→ **Tâches à réaliser**
(a) D'après l'éditorial sur les examens complémentaires, les affirmations suivantes sont-elles exactes ? Répondez par oui ou par non en citant les mots du texte qui tranchent. (i) La sensibilité mesure la fréquence du signe dans la maladie. (ii) Dans le tableau, « b » correspond aux faux négatifs. (iii) Les outils de mesure dérivent des probabilités bayésiennes.
(b) Citez tous les outils de mesure de la valeur informationnelle d'un examen que présente l'éditorial sur les examens complémentaires.

→ **Passage fourni**
Les examens complémentaires, biologiques, morphologiques (échographie, scanographie, résonance magnétique...) ou isotopiques dont nous disposons sont de plus en plus nombreux.
Les objectifs de cet éditorial sont 1) de rappeler ce que sont les outils de mesure de la valeur d’un examen complémentaire: sensibilité, spécificicité, valeurs prédictives; 2) de montrer l’importance de trois données fondamentales (1); 3) de faire réfléchir, au delà de la valeur informationnelle d’un examen, sur les autres données qui doivent intervenir dans la prescription.

Mesure de la valeur informationnelle d’un examen
Les données
Prenons l’exemple, d’une étude sur l’échographie hépatique chez des malades qui ont un cancer colorectal. Il peut y avoir des signes échographiques évoquant une métastase (S+) ou non (S-). Dans la population étudiée, certains malades ont effectivement une métastase. La maladie est présente (M+) ou absente (M-). A partir de ces données, il est possible de faire le tableau à quatre cases ci dessous:
M+
M-
S+
a
b
S-
c
d
«a» représente le nombre de vrais positifs (nombre d’examens pathologiques chez des malades);
«b» les faux positifs (examens pathologiques chez des sujets inclus dans l’étude mais qui n’ont pas la maladie);
«c» les faux négatifs (malades dont le résultat de l’examen est normal); et «d» les vrais négatifs (examen normal chez des sujets inclus dans l’étude et qui n’ont pas la maladie).
Les outils de mesure: sensibilité, spécificité, valeurs prédictives
A partir des données de ce tableau, quatre outils de mesure permettent de connaître la valeur informationnelle d’un examen. Ils dérivent des probabilités bayésiennes (2).
1. La sensibilité est égale à: a/a + c. Elle mesure la fréquence du signe dans la maladie.
2. La spécificité est égale à: d/b + d. Elle mesure la fréquence de l’absence du signe en l’absence de maladie.
3. La valeur prédictive positive est égale à: a/a + b. Elle estime, si le signe est présent, la probabilité de la maladie.
4. La valeur prédictive négative est égale à: d/d + c. Elle estime, si le signe est absent, la probabilité d’absence de la maladie.

L’importance des trois définitions fondamentales
Dans tout travail sur l’évaluation d’un examen complémentaire trois définitions sont fondamentales. Pour l’auteur d’un travail il faut y réfléchir avant de commencer son étude. Pour le lecteur d’un article, si ces trois définitions ne sont pas données de façon claire et précise dans le paragraphe Matériel et Méthode, il est inutile de poursuivre la lecture.
Ces trois définitions répondent aux trois questions suivantes:
Quelle a été la population étudiée?

[Données d'expressions référentielles]

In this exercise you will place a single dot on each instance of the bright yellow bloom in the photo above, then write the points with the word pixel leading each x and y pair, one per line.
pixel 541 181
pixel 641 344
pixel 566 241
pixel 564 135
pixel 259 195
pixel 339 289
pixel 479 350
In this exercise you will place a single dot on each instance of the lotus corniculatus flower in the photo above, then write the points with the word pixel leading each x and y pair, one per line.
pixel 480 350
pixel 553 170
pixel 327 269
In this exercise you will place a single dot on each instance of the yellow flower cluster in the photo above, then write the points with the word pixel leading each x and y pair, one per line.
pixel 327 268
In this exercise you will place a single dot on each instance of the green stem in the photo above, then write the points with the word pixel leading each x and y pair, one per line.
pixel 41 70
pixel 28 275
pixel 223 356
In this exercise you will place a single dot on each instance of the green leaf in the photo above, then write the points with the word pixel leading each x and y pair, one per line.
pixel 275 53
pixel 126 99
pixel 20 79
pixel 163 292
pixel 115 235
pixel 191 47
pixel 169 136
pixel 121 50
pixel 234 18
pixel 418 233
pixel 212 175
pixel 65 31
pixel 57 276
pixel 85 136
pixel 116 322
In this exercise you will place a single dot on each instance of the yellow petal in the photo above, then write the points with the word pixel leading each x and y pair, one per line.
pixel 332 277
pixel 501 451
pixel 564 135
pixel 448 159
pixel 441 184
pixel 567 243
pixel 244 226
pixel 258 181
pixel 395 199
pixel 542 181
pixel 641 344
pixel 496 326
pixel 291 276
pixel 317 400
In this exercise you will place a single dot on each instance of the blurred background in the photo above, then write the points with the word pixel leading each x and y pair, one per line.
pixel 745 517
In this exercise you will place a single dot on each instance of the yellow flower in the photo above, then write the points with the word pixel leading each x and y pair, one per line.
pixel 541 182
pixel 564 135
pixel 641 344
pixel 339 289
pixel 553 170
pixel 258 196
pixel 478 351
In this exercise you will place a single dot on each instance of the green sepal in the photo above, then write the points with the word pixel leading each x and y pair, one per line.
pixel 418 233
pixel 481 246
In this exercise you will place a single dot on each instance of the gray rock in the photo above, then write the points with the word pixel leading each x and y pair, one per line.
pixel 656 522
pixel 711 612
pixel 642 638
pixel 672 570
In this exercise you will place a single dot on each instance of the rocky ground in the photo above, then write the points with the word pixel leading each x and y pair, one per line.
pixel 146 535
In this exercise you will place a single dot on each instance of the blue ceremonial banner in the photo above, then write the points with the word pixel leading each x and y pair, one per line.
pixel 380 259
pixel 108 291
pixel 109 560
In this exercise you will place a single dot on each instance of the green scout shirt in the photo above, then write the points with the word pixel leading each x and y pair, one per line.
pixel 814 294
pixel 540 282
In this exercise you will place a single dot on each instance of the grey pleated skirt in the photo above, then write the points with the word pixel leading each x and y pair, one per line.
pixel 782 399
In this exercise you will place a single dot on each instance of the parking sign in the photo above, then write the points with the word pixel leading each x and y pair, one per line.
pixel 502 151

...

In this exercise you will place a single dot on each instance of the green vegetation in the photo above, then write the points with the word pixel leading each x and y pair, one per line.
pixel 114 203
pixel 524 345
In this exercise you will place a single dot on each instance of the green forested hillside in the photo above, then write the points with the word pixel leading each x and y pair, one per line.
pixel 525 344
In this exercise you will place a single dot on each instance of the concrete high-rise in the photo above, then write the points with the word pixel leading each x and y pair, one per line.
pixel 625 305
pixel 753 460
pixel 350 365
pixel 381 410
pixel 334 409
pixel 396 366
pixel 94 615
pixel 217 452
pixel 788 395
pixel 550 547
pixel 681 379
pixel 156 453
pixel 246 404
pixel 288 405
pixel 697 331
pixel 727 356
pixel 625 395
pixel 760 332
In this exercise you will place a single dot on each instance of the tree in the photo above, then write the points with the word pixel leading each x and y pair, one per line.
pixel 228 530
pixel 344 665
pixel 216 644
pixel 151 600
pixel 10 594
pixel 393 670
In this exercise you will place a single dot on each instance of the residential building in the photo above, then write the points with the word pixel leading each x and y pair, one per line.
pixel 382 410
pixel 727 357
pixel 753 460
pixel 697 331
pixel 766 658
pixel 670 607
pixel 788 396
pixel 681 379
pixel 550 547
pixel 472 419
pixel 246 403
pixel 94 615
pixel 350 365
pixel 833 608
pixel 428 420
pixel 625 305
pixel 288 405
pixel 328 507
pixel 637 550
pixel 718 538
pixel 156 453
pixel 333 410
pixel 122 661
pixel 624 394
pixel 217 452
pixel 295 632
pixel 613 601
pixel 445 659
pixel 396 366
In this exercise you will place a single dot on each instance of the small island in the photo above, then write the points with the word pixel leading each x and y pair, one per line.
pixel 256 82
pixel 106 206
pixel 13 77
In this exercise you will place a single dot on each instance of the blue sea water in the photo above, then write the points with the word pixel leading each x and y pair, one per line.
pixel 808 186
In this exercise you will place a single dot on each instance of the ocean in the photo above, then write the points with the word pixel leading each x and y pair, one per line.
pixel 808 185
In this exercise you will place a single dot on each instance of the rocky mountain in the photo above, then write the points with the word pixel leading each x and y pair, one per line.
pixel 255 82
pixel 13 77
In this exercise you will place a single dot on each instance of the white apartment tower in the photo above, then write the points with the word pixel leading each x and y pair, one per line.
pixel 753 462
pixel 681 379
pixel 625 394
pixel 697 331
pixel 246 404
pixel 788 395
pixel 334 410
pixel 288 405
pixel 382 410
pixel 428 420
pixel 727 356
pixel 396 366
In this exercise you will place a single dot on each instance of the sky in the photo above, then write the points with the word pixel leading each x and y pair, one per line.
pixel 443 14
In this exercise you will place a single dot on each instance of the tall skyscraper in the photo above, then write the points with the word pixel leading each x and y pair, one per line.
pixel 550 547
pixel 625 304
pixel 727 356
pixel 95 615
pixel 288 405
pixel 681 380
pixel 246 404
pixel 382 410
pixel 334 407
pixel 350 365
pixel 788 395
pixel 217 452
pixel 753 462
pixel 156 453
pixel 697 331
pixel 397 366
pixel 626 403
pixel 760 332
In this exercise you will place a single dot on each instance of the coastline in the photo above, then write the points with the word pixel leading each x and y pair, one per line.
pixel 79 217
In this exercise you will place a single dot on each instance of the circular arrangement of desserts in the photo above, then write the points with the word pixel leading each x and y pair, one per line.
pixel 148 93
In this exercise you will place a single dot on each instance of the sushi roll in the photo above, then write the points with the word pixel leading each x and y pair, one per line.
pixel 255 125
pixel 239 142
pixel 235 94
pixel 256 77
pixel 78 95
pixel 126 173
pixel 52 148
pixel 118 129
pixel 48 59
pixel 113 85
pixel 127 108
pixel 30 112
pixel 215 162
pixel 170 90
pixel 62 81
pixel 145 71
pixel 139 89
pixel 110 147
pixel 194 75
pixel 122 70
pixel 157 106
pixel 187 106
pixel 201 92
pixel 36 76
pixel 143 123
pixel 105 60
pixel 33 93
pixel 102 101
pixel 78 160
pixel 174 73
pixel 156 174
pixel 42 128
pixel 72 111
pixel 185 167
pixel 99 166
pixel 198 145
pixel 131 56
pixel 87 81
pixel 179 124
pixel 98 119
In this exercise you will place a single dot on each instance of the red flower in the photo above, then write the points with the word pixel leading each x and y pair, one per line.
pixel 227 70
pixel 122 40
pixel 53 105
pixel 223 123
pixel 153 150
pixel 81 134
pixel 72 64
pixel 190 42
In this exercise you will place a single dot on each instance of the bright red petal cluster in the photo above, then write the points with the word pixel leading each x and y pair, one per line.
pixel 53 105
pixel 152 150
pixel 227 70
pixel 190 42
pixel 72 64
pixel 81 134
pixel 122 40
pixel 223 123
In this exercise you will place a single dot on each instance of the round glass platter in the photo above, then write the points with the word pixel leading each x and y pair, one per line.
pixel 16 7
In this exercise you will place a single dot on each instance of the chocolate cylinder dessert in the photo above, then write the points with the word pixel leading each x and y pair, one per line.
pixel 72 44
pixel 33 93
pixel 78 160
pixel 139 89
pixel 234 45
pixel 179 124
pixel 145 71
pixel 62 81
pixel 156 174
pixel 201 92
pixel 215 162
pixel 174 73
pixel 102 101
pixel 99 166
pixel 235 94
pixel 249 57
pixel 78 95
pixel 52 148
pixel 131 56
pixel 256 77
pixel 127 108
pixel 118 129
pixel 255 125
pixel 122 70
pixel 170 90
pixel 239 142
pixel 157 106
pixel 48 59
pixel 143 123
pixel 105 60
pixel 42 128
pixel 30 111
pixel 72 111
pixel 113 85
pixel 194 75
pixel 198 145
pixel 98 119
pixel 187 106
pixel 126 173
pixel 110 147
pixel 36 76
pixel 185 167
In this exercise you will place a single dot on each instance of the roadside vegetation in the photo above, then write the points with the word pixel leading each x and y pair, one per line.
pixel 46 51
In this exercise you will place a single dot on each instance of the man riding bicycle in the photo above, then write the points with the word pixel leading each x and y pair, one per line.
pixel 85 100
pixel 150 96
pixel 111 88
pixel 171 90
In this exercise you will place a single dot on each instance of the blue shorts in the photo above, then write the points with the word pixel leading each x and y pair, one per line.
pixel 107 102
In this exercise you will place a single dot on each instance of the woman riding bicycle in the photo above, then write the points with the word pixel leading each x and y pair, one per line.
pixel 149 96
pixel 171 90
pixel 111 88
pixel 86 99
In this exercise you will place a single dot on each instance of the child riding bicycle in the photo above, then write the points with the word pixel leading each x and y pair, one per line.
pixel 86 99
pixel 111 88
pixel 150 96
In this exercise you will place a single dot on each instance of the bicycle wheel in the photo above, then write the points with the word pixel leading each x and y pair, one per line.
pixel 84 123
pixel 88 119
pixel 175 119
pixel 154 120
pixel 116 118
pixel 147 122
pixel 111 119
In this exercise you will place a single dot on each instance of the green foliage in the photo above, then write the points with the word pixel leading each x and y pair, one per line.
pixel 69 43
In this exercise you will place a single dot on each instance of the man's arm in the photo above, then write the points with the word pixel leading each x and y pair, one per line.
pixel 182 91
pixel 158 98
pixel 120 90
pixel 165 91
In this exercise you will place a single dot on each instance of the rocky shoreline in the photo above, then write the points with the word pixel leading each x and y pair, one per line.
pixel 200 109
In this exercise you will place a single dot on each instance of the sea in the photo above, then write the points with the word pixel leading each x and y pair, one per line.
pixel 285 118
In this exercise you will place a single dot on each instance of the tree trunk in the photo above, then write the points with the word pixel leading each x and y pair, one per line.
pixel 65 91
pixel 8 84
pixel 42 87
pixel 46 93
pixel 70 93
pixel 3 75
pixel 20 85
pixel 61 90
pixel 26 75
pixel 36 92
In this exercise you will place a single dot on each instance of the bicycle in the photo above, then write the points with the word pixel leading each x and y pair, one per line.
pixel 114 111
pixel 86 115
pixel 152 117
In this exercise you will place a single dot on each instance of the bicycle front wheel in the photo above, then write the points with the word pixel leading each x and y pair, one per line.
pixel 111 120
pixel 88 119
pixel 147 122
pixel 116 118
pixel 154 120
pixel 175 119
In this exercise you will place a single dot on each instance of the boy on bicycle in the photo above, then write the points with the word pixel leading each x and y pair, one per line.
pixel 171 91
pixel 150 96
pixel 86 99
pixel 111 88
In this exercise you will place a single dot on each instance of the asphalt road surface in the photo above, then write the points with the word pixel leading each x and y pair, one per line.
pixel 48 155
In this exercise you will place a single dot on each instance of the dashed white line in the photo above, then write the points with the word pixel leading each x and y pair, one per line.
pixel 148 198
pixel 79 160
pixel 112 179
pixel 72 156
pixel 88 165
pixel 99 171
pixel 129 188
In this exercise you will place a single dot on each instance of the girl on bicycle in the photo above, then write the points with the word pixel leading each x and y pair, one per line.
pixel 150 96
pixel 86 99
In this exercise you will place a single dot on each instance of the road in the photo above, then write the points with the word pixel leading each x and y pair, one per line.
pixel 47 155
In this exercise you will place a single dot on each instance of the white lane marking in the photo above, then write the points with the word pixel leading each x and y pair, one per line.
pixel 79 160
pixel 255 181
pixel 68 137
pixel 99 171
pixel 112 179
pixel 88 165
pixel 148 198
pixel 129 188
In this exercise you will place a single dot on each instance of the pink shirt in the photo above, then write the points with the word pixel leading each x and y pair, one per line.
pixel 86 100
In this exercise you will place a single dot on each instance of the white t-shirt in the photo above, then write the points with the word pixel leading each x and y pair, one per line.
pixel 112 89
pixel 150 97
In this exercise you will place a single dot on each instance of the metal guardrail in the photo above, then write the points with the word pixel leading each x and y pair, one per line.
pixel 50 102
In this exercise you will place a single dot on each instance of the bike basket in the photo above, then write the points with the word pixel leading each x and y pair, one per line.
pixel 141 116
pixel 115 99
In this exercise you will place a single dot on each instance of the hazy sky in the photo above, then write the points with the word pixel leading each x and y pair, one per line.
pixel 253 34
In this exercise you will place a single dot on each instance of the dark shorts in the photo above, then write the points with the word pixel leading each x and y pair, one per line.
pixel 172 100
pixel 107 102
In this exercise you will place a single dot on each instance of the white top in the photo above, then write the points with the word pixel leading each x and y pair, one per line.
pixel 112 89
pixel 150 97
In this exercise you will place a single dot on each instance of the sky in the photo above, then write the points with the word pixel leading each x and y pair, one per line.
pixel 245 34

→ **Résultats de l'exercice**
(a)
(i) Oui : « Elle mesure la fréquence du signe dans la maladie. »
(ii) Non : « «b» les faux positifs »
(iii) Oui : « Ils dérivent des probabilités bayésiennes »

(b) La sensibilité, la spécificité, la valeur prédictive positive et la valeur prédictive négative.